• _TASK REQUIREMENTS_:
(A) Please write out the passage of the biography between "She is mostly" and "2025 debut film.", inclusive.
(B) Answer these questions from the biography, one a line:
(i) When was Latif's directorial debut released?
(ii) How old was Latif when her family moved to England?
(iii) In what year did she graduate from University College London?

Nadia Latif is a British-Sudanese theatre producer and director. Her directoral debut, The Man in My Basement, starring William Dafoe, was released in October 2025.

She is mostly known for her work in theatre production, having worked with a number of British companies including the Almeida, Royal Shakespeare Company, National, Bush, Theatre503 and Arcol. Latif was long-listed for BAFTA's outstanding debut by a British writer, director, or producer for her 2025 debut film.

==Early life==
Latif grew up Khartoum and spent summers in London, attending theatre regularly, before her family moved to England when she was 14. She has five siblings.

Latif attended Unity High School in Khartoum and then Roedean School in England, completing her A Levels in 2002. She graduated with a Bachelor of Arts (BA) from University College London (UCL) in 2006. She completed a Graduate Certificate in directing at the Royal Academy of Dramatic Art (RADA) in 2007.

• _RECORDS PROVIDED_:
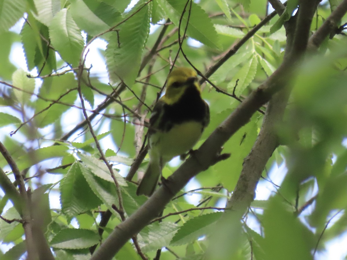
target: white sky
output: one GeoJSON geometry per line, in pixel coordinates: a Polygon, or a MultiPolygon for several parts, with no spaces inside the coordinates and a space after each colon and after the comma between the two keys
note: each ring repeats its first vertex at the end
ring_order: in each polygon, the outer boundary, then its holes
{"type": "MultiPolygon", "coordinates": [[[[22,19],[17,23],[11,29],[11,31],[16,33],[19,33],[22,28],[22,25],[24,21],[24,19],[22,19]]],[[[153,26],[151,28],[151,32],[158,28],[157,26],[153,26]]],[[[198,47],[200,43],[198,42],[193,39],[190,39],[190,44],[192,45],[198,47]]],[[[91,70],[91,73],[100,75],[102,77],[102,81],[107,83],[108,82],[107,78],[107,73],[104,60],[102,56],[100,55],[99,49],[105,50],[106,48],[106,43],[103,40],[97,40],[94,41],[89,46],[90,51],[88,53],[86,60],[86,66],[87,67],[92,64],[93,68],[91,70]]],[[[10,60],[11,62],[18,68],[22,68],[25,70],[26,70],[27,68],[24,57],[24,53],[23,51],[21,44],[16,43],[14,45],[11,51],[10,54],[10,60]]],[[[33,71],[30,72],[32,75],[37,75],[37,72],[33,71]]],[[[40,85],[40,80],[38,79],[36,81],[37,87],[40,85]]],[[[102,101],[102,99],[100,100],[96,100],[95,104],[97,104],[102,101]]],[[[86,103],[86,105],[87,104],[86,103]]],[[[68,122],[66,124],[72,128],[77,123],[81,120],[81,119],[78,118],[74,115],[69,114],[69,113],[65,113],[63,115],[64,121],[68,122]]],[[[15,129],[16,128],[13,126],[9,126],[6,127],[0,128],[0,140],[3,140],[5,135],[8,135],[9,133],[15,129]]],[[[49,132],[52,130],[51,126],[49,126],[43,131],[45,132],[49,132]]],[[[105,126],[105,132],[108,130],[108,126],[105,126]]],[[[20,133],[16,134],[12,137],[16,139],[24,140],[24,137],[21,136],[20,133]]],[[[345,142],[347,145],[347,139],[345,140],[345,142]]],[[[109,147],[110,144],[113,143],[111,139],[111,137],[108,137],[104,138],[101,141],[101,144],[103,147],[109,147]]],[[[116,147],[110,147],[111,149],[116,150],[116,147]]],[[[177,164],[178,163],[178,159],[174,159],[171,163],[173,164],[177,164]]],[[[50,163],[51,163],[51,161],[50,163]]],[[[126,173],[127,167],[124,167],[121,168],[121,174],[125,176],[126,173]]],[[[269,176],[271,180],[278,185],[280,185],[283,180],[285,174],[286,172],[287,169],[285,165],[283,164],[279,168],[278,168],[276,166],[274,166],[272,169],[270,171],[269,176]]],[[[46,182],[47,183],[53,183],[56,182],[60,180],[61,176],[53,174],[46,174],[43,180],[46,182]]],[[[189,191],[200,187],[200,185],[198,183],[193,179],[191,180],[185,188],[186,191],[189,191]]],[[[271,195],[274,191],[276,189],[274,186],[270,182],[266,181],[261,181],[260,182],[257,188],[256,199],[266,200],[271,195]]],[[[0,190],[0,194],[3,195],[3,193],[2,191],[0,190]]],[[[187,201],[190,203],[196,205],[198,202],[201,198],[201,195],[198,194],[193,194],[191,195],[186,196],[186,198],[187,201]]],[[[60,204],[59,198],[59,194],[51,192],[50,194],[50,202],[51,208],[60,208],[60,204]]],[[[219,201],[219,205],[218,207],[223,207],[225,206],[226,199],[221,200],[219,201]]],[[[6,208],[8,208],[11,206],[10,203],[7,205],[6,208]]],[[[313,208],[309,207],[307,210],[312,210],[313,208]]],[[[332,222],[332,223],[333,222],[332,222]]],[[[78,227],[78,225],[76,221],[73,222],[73,224],[75,226],[78,227]]],[[[250,217],[247,221],[247,224],[252,228],[254,228],[256,231],[257,224],[256,221],[254,218],[250,217]]],[[[319,252],[316,253],[315,259],[315,260],[342,260],[345,259],[347,255],[347,232],[345,232],[339,237],[336,238],[326,244],[326,250],[323,252],[319,252]]],[[[0,249],[3,252],[6,251],[13,246],[13,245],[2,244],[0,245],[0,249]]]]}

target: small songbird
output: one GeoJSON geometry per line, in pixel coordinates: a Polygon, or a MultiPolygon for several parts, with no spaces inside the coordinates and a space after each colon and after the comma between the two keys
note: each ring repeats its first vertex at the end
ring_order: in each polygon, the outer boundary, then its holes
{"type": "Polygon", "coordinates": [[[165,164],[191,149],[210,122],[207,103],[201,98],[197,75],[180,68],[168,77],[165,94],[150,119],[148,168],[136,194],[150,196],[154,191],[165,164]]]}

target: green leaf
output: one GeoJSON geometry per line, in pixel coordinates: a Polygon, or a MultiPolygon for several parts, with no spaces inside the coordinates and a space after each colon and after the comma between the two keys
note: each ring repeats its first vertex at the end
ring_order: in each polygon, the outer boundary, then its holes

• _SOLUTIONS TO EACH TASK_:
(A)
She is mostly known for her work in theatre production, having worked with a number of British companies including the Almeida, Royal Shakespeare Company, National, Bush, Theatre503 and Arcol. Latif was long-listed for BAFTA's outstanding debut by a British writer, director, or producer for her 2025 debut film.

(B)
(i) October 2025
(ii) 14
(iii) 2006